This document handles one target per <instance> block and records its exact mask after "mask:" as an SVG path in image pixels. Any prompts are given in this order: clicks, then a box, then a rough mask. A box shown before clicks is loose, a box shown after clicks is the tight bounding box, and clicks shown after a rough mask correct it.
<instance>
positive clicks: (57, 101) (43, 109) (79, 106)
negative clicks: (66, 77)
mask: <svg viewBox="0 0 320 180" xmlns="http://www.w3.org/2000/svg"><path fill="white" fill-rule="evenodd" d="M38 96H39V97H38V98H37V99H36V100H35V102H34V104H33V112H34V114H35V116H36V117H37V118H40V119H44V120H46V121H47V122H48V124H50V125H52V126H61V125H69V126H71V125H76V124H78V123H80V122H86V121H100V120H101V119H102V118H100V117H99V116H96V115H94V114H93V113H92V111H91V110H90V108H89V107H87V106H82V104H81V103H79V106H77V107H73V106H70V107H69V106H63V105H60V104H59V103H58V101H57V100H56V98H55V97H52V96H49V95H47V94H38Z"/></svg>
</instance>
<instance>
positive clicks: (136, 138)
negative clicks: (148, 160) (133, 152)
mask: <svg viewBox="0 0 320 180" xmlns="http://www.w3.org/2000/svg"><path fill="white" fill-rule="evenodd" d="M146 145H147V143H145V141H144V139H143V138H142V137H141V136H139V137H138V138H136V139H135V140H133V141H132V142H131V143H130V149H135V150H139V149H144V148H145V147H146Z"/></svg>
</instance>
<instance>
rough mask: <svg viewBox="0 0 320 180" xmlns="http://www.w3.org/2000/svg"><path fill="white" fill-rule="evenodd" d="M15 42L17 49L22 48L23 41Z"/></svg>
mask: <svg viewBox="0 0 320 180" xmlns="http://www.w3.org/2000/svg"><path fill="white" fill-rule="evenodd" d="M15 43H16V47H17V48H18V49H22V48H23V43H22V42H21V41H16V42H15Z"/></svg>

> **TASK**: With the string "positive" as the key, filter the data above and show the lines that match.

> **THE COMPLETED TASK**:
positive clicks: (57, 101) (43, 109) (79, 106)
positive clicks: (136, 138)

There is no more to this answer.